● **MATERIAL FOR THE TASK**:
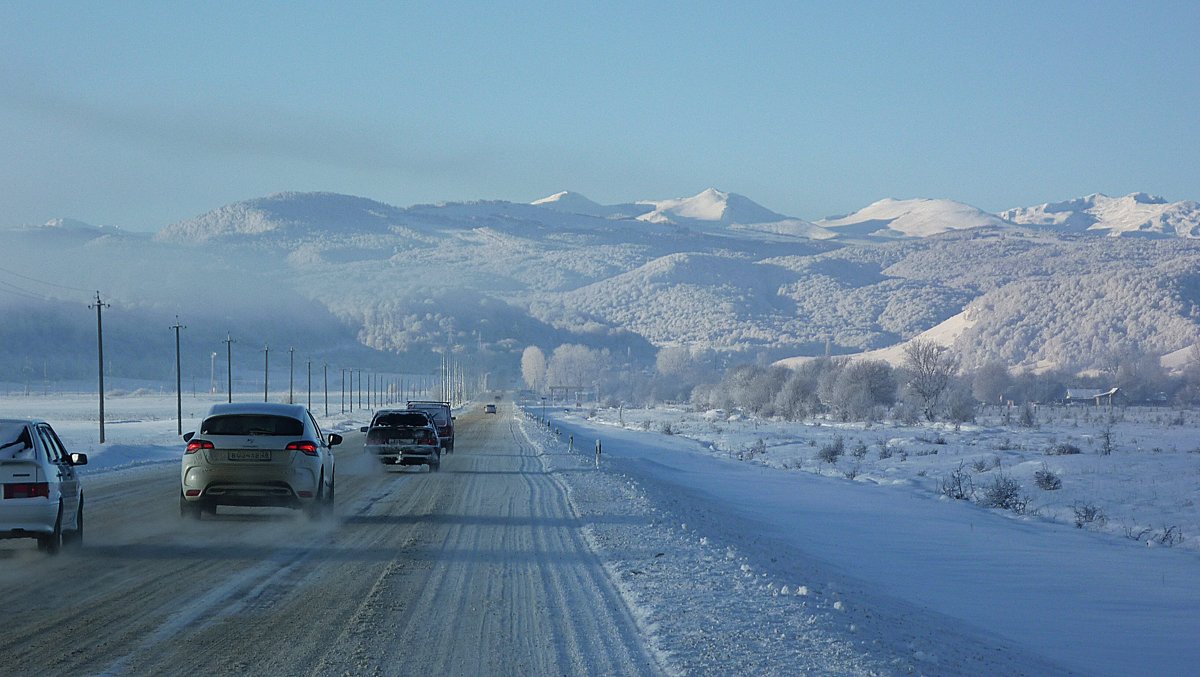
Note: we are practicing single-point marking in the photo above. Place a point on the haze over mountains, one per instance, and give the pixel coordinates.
(1063, 285)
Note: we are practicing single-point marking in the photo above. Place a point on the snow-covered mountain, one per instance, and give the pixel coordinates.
(714, 270)
(709, 205)
(910, 219)
(286, 215)
(1137, 214)
(575, 203)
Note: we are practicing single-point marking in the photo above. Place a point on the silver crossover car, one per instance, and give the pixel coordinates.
(257, 454)
(403, 437)
(41, 493)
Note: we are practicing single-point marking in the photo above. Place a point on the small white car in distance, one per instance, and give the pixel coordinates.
(258, 454)
(41, 496)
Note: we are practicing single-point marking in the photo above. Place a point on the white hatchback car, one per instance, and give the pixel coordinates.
(257, 454)
(42, 496)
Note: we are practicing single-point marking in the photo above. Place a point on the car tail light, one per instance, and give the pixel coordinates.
(309, 448)
(197, 444)
(28, 490)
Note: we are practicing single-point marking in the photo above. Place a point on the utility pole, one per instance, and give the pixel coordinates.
(228, 343)
(292, 375)
(179, 393)
(267, 364)
(100, 351)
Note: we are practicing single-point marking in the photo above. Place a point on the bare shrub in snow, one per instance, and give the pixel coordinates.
(1107, 441)
(832, 451)
(984, 465)
(757, 449)
(958, 485)
(1005, 492)
(1062, 449)
(1026, 418)
(858, 450)
(1170, 537)
(1086, 514)
(1047, 479)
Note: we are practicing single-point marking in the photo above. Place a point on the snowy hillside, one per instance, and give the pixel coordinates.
(910, 217)
(1137, 214)
(575, 203)
(286, 214)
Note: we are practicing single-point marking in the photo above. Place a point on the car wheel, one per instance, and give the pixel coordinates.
(75, 539)
(316, 508)
(52, 543)
(189, 509)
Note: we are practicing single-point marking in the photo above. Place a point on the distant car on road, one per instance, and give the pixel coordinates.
(42, 497)
(442, 417)
(403, 437)
(258, 454)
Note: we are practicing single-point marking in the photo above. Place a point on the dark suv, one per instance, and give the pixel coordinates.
(442, 417)
(403, 437)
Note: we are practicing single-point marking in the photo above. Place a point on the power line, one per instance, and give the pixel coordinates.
(9, 287)
(43, 281)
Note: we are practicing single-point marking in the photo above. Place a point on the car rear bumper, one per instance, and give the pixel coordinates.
(402, 455)
(246, 485)
(27, 517)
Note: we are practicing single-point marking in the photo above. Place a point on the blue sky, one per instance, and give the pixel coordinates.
(139, 114)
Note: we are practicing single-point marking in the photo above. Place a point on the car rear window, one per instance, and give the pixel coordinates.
(408, 420)
(252, 424)
(438, 414)
(15, 442)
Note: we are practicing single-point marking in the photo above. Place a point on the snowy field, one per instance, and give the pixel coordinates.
(768, 559)
(772, 553)
(1145, 489)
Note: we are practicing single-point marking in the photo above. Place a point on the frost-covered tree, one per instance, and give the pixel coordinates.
(861, 389)
(576, 366)
(929, 369)
(678, 369)
(990, 382)
(533, 366)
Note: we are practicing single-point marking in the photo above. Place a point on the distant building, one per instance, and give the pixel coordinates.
(1089, 395)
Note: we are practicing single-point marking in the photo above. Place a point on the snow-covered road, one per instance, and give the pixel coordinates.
(525, 556)
(479, 569)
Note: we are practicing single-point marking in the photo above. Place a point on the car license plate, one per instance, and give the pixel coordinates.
(250, 454)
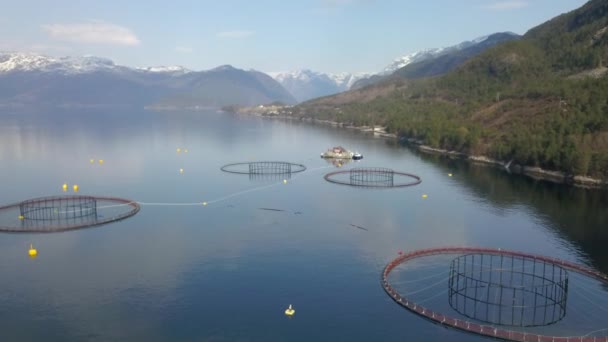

● **TASK STATEMENT**:
Word for word, please, restate the lines of the listing from the one holding "distant building, one" down to the last line, leaving out any pictures.

● **RESPONSE TO THIS EXERCISE**:
Note: we are practicing single-point marking in the photo above. Place a point on the distant building, one per instance, and give the pixel coordinates.
(1089, 395)
Note: we are practicing single-point marking in the photo above. Place a point on the snow-covered road, one per instance, and give the pixel coordinates.
(525, 556)
(479, 569)
Note: we are practicing single-point marking in the photo above. Place a point on the car license plate, one per instance, and give the pixel coordinates.
(250, 454)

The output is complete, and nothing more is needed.